Find the line containing "wooden headboard: set" in the entries below. Reproduce that line and each one after it to the end, exactly, with no other lines.

======== The input ========

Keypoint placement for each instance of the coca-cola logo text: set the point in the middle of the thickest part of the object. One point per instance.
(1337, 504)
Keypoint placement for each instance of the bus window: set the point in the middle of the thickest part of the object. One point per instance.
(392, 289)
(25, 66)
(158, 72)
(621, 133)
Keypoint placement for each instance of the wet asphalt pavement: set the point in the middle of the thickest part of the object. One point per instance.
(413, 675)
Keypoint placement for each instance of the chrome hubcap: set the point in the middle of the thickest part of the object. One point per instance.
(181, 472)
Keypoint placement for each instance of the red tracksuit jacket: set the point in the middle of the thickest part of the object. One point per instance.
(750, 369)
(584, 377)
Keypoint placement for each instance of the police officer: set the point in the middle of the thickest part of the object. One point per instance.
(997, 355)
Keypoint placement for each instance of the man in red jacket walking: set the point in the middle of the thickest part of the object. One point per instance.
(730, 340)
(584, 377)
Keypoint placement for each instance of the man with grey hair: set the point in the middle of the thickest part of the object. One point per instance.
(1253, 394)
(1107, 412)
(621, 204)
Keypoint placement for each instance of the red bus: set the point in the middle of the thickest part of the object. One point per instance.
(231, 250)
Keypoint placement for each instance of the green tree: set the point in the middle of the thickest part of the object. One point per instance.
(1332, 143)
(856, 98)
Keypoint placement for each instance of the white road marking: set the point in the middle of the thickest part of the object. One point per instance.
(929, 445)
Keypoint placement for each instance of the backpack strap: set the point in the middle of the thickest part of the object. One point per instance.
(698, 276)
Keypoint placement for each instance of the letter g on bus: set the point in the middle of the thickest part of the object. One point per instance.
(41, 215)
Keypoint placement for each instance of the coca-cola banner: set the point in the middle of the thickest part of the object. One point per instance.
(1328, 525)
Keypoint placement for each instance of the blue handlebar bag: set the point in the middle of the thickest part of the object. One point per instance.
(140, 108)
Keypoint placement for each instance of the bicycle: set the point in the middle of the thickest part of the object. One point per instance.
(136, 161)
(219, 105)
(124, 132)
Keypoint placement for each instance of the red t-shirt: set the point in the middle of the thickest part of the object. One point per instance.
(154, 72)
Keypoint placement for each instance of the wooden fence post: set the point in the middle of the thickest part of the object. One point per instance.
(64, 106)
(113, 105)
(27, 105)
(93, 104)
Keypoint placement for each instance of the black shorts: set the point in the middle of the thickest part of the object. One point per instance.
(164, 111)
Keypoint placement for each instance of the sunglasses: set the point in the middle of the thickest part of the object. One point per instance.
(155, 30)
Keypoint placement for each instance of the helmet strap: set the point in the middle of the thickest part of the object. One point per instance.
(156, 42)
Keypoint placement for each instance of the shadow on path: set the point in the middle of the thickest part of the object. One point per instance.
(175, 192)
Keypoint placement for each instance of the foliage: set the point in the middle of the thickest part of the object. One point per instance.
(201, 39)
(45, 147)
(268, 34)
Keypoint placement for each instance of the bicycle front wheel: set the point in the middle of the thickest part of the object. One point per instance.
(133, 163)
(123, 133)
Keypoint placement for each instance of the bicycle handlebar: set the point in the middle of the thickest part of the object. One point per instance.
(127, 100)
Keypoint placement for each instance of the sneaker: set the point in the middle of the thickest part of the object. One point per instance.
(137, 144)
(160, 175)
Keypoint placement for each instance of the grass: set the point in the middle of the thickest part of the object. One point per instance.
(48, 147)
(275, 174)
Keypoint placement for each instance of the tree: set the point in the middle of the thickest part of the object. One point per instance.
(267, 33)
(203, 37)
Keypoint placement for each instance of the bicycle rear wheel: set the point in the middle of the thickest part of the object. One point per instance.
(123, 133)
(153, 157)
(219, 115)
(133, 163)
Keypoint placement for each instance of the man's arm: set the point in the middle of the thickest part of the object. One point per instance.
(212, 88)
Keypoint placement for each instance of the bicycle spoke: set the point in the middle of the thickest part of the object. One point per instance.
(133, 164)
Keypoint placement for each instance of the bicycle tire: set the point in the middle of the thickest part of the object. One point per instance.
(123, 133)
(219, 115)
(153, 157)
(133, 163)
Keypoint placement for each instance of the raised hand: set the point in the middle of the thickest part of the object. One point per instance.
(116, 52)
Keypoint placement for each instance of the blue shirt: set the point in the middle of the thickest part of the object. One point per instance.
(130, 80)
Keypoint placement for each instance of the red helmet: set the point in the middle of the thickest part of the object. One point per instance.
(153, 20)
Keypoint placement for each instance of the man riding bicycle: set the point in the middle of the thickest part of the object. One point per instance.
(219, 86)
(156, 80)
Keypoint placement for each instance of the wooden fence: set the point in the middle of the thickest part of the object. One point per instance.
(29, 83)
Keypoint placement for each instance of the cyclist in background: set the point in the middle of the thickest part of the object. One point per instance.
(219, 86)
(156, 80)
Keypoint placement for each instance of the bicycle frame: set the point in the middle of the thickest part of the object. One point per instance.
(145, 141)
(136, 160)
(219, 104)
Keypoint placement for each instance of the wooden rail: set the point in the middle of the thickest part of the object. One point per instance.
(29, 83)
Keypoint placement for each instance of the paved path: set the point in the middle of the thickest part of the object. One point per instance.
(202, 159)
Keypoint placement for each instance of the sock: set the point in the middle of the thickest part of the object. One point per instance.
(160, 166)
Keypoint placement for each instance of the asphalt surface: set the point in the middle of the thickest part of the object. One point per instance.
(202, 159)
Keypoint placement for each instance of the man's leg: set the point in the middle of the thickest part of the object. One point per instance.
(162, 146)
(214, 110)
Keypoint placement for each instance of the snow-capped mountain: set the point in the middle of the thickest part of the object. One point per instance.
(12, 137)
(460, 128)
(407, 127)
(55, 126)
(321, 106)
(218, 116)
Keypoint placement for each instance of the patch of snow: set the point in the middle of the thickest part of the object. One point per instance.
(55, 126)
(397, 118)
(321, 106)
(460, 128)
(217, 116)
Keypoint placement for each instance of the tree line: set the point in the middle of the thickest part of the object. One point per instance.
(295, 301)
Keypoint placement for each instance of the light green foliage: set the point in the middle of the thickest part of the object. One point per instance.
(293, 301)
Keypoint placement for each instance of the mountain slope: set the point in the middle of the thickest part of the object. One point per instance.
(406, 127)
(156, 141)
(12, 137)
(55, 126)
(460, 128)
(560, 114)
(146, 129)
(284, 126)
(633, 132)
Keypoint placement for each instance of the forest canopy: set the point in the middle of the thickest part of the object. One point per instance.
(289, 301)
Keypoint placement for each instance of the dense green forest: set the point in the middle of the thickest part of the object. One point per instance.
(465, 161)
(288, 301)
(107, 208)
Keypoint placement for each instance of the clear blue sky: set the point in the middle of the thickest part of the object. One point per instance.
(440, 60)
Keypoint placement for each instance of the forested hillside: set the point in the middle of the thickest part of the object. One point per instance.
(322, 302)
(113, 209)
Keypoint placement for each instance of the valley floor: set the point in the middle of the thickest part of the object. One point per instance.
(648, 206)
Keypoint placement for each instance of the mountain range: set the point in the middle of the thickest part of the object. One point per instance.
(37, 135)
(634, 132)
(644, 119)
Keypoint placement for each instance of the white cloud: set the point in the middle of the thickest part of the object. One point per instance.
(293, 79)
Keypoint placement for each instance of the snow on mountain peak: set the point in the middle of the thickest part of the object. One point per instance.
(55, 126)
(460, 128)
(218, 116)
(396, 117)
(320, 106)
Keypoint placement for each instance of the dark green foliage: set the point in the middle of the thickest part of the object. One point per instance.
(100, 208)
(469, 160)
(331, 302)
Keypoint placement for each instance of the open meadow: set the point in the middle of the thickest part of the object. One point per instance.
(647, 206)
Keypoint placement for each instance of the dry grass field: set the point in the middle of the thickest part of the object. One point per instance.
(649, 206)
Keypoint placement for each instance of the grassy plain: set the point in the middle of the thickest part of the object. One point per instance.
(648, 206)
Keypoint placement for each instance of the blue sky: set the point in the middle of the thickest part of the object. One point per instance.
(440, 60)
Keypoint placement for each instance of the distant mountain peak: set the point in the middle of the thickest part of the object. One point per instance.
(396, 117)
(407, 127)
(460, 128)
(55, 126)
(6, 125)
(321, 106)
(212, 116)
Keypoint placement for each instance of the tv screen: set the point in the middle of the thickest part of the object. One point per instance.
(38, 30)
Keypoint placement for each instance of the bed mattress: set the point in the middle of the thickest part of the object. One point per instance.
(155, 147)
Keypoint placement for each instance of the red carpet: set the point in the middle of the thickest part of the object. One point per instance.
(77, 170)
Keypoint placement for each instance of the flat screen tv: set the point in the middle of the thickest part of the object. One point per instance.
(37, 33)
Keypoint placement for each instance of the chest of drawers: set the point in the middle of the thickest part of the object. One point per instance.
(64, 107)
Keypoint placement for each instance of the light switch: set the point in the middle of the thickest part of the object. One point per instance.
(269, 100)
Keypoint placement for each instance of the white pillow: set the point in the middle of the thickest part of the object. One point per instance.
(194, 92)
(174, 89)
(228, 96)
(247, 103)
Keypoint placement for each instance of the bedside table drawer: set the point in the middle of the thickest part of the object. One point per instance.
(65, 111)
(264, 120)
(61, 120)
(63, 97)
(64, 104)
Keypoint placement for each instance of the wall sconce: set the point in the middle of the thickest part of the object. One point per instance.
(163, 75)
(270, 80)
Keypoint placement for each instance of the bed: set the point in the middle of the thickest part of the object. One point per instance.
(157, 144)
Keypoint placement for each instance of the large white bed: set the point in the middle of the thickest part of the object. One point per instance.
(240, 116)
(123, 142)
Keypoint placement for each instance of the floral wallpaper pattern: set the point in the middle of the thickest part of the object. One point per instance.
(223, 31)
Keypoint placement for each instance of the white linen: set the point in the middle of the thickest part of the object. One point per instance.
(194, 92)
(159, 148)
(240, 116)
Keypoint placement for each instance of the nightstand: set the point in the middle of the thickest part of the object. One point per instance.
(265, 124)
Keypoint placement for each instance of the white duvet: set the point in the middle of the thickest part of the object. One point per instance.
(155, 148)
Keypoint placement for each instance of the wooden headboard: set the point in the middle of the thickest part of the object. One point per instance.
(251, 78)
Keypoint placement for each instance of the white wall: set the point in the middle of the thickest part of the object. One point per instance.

========

Output for this task
Keypoint placement for each instance of the wooden headboard: set the point in the middle of the thickest part of the object. One point per instance.
(251, 78)
Keypoint placement for each instance of the white wall: set the point in the middle of the thickest part of the object. One point per instance.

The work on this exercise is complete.